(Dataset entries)
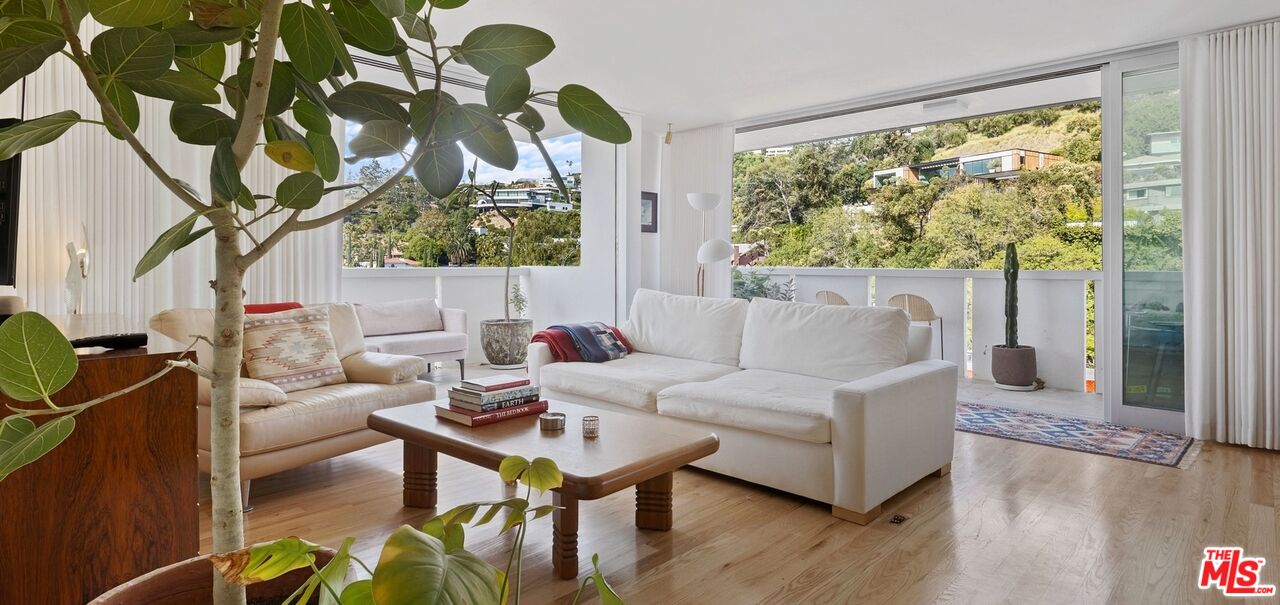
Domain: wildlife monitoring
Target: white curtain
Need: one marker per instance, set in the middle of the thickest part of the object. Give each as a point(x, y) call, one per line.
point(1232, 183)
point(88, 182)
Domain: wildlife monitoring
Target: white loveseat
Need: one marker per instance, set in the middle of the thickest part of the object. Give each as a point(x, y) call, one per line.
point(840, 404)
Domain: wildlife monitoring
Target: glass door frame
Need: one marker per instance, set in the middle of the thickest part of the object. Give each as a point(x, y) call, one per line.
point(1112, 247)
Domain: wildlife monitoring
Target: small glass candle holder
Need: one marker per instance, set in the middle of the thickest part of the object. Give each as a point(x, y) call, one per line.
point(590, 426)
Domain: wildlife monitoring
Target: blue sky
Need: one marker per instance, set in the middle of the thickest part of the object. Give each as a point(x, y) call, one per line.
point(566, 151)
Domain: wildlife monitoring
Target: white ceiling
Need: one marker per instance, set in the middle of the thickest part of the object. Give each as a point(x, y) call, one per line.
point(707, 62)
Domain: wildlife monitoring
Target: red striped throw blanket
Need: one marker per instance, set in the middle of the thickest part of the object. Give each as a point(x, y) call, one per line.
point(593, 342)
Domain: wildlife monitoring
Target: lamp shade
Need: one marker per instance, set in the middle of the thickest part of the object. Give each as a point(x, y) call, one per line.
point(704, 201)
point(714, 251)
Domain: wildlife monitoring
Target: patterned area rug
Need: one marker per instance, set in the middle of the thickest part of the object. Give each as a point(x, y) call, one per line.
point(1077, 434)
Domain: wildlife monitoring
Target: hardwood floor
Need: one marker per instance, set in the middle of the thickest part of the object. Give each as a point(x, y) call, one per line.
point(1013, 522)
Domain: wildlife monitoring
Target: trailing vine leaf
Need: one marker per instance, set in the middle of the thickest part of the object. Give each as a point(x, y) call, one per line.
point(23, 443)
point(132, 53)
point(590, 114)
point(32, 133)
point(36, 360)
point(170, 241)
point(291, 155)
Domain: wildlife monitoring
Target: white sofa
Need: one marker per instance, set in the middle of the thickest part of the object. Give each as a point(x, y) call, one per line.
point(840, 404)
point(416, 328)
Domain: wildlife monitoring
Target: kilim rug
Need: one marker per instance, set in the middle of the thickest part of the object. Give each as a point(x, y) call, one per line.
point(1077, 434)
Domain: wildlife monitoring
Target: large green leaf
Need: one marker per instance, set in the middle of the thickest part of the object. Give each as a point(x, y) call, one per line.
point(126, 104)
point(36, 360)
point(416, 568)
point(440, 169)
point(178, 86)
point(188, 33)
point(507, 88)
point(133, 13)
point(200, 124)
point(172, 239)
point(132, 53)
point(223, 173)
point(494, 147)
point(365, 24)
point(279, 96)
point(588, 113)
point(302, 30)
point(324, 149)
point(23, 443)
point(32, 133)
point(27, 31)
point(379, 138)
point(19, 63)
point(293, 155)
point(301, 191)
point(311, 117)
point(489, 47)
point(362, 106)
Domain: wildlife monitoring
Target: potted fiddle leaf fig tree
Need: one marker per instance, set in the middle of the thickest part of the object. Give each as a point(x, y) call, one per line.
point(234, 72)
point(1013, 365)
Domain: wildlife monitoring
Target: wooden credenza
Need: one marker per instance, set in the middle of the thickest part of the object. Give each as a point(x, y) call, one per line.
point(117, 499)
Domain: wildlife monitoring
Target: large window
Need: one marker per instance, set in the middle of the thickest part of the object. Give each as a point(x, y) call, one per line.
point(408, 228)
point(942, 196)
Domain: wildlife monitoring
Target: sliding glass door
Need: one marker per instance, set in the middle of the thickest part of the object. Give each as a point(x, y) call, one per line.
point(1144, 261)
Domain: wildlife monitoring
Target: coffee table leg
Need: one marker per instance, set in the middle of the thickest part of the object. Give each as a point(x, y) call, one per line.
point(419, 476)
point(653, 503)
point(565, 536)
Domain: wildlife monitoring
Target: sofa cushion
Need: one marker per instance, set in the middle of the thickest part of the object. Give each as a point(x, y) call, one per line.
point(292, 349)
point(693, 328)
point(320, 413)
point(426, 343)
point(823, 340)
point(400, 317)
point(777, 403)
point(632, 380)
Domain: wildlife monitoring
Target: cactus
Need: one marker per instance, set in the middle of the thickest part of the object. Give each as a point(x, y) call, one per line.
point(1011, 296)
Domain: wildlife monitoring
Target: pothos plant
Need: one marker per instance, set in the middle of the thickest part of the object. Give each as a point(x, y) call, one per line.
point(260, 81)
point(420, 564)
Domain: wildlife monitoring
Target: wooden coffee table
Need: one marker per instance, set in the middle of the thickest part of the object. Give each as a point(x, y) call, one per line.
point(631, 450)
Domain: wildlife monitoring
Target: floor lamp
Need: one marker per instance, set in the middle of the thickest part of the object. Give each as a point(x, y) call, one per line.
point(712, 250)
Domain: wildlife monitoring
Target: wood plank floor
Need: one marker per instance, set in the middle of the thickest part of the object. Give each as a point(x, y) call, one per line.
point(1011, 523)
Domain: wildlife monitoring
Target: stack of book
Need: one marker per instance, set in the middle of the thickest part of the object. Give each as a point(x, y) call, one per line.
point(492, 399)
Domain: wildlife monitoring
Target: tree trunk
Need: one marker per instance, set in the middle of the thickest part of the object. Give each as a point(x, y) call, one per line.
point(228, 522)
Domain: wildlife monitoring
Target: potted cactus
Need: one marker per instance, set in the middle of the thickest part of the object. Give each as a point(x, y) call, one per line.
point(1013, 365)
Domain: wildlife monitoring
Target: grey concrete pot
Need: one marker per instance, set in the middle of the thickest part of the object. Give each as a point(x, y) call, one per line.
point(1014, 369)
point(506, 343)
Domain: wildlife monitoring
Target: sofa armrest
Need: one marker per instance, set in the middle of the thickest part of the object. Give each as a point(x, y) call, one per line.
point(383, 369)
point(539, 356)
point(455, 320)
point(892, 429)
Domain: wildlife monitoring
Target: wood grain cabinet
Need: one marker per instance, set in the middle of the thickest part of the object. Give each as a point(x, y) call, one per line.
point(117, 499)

==

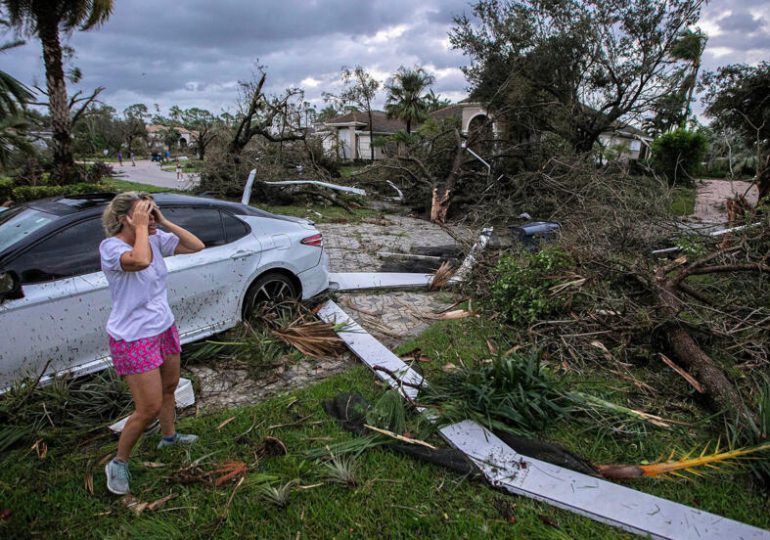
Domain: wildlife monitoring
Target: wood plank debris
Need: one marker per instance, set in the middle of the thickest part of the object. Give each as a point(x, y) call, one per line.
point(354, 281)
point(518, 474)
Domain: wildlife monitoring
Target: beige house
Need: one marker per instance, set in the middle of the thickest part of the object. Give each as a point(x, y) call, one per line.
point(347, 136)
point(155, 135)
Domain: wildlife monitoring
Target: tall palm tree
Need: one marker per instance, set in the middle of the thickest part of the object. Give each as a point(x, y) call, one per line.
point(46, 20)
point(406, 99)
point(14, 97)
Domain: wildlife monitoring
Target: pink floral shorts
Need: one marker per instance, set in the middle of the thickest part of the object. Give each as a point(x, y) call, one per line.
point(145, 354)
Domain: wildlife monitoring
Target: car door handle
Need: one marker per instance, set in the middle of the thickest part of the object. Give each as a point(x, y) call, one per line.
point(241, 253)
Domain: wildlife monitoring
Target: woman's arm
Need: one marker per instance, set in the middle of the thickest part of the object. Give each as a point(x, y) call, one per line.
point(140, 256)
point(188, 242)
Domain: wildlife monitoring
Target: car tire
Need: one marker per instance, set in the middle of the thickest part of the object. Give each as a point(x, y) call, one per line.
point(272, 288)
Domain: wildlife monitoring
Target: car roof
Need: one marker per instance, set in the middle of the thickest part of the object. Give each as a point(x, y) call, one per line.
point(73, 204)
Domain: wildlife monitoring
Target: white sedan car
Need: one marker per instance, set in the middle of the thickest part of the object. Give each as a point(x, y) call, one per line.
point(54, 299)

What you need to do: Pick out each line of the material above that contains the word "white", and copy every such line in full.

Task answer:
Target: white curtain
Target: white loveseat
Target: white ceiling
Target: white sofa
Target: white sedan car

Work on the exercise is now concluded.